• _About this exercise_
All of the data that follows needs to be printed again, exactly as it reads.

• _Excerpted records_
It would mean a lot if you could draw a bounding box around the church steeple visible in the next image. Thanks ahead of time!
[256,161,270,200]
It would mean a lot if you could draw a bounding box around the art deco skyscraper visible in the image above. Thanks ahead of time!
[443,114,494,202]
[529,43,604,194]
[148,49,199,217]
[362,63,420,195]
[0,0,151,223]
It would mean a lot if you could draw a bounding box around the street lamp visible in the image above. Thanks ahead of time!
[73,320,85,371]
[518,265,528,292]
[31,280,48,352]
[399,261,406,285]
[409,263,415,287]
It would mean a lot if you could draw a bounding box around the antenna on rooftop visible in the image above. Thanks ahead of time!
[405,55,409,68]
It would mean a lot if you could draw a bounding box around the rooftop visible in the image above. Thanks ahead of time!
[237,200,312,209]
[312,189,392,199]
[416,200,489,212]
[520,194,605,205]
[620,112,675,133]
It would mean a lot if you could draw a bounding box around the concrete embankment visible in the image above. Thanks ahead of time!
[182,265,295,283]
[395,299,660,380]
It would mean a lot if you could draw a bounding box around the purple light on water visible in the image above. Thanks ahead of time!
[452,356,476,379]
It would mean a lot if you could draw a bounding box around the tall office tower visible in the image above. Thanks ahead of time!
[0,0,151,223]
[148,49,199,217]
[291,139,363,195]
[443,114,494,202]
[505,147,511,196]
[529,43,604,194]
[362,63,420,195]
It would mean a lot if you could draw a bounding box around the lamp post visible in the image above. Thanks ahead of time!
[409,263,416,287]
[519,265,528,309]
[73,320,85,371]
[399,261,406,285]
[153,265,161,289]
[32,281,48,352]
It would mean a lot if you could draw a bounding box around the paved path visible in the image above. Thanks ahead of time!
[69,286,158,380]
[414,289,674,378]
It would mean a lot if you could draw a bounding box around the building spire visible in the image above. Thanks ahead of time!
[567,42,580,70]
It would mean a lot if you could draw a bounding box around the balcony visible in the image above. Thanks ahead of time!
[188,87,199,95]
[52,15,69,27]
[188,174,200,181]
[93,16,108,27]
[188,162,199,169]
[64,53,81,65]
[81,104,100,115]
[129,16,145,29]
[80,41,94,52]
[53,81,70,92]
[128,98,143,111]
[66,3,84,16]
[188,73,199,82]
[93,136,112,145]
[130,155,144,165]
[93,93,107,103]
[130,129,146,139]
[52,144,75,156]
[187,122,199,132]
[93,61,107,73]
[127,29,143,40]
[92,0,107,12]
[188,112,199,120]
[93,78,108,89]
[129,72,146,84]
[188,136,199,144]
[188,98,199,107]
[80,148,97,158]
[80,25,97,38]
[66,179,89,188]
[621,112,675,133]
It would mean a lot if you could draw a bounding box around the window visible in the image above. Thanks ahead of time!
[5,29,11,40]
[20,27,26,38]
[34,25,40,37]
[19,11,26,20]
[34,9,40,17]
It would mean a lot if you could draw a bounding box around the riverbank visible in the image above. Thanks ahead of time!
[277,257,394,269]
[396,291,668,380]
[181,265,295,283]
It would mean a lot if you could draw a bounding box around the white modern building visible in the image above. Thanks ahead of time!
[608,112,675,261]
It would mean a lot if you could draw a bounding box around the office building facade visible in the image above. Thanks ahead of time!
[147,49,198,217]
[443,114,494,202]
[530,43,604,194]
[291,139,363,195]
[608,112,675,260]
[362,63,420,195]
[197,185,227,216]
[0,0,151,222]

• _Task answer_
It would mean a lot if you could draw a bounding box around the church steeple visible in the next image. Thanks ahead of time!
[256,161,270,200]
It would mean a lot if you could draw a bounding box around the art deco skyscraper visible in the image above. Thanks ahead of time!
[443,114,494,202]
[529,43,604,194]
[148,49,199,217]
[362,63,420,195]
[0,0,151,223]
It would mean a lot if you could draw a bounding box around the street lamp visible in the image above. Thanks ahead of time!
[73,320,85,371]
[518,265,528,292]
[31,280,48,352]
[399,261,406,285]
[409,263,415,287]
It would mean a lot if you could draw a bounding box around the antenna on rooftop visible in the image above. Thanks ahead of time!
[405,55,409,68]
It would mean a lot if you could draw a bounding box around the rooftop visible in the image above. Thanks ahead of time!
[237,200,312,209]
[312,189,392,199]
[416,200,489,212]
[520,194,605,205]
[620,112,675,133]
It would mean a lot if you could draw a bounding box around the concrete embankment visible in the image above. Thanks ahead of time!
[182,265,295,283]
[395,299,660,380]
It would mean a lot if you could draw a bounding box around the purple light on water visible in the image above. Thanks ahead of time!
[452,356,476,379]
It would mean a lot if you could draw a bounding box around the tall office tower visible in the image above. Thanks ahead of time!
[0,0,151,223]
[148,49,199,217]
[291,139,363,195]
[443,114,494,202]
[505,147,511,196]
[529,43,604,194]
[362,63,420,195]
It would mean a lot if you could draw a bounding box around the lamp post visible in the image above. Thanks ahead of time!
[409,263,416,287]
[519,265,528,309]
[73,320,85,371]
[399,261,406,285]
[153,265,161,289]
[32,281,48,352]
It would mean a lot if you could draw a bounding box around the paved path visible in the image above. Thanks ahead of time!
[69,286,158,380]
[414,289,674,378]
It would mean a lot if you could draw a bounding box around the building spire visible in the image above. Thanks ahead of time!
[567,42,580,70]
It would mean a lot if you could draw a bounding box around the balcony visible in the image above. Thanks ahead of time!
[188,87,199,95]
[52,15,69,27]
[188,174,200,181]
[93,16,108,27]
[188,162,199,169]
[64,53,81,65]
[81,104,100,115]
[129,16,145,29]
[80,41,94,52]
[53,81,70,92]
[128,98,143,111]
[66,3,84,16]
[188,73,199,82]
[93,136,112,145]
[130,155,144,165]
[93,93,107,103]
[130,129,146,139]
[52,144,75,156]
[187,122,199,132]
[93,61,107,73]
[127,29,143,40]
[92,0,107,12]
[188,112,199,120]
[93,78,108,89]
[129,72,146,84]
[188,136,199,144]
[188,98,199,107]
[80,148,97,158]
[80,25,97,38]
[66,179,89,188]
[621,112,675,133]
It would mean a lot if you could draw a bounding box around the window visible in the image above. Thanks ahead of time!
[5,29,11,40]
[20,27,26,38]
[34,25,40,37]
[19,11,26,20]
[34,9,40,17]
It would mean a lot if you could draw a bounding box around the riverbank visible in the image above. Thanks ahead of time!
[277,257,394,269]
[396,291,668,380]
[181,265,295,283]
It would mean a lot if you could draw a bounding box around the white modern building visible in the image above. Thanks ahead of time!
[608,112,675,261]
It would mean a lot if you could draw a bounding box around the office building facade visible in the image above. Thanks ahead of time!
[147,49,198,217]
[443,114,494,202]
[530,43,604,194]
[291,139,363,195]
[608,112,675,260]
[362,63,420,195]
[197,185,227,216]
[0,0,151,222]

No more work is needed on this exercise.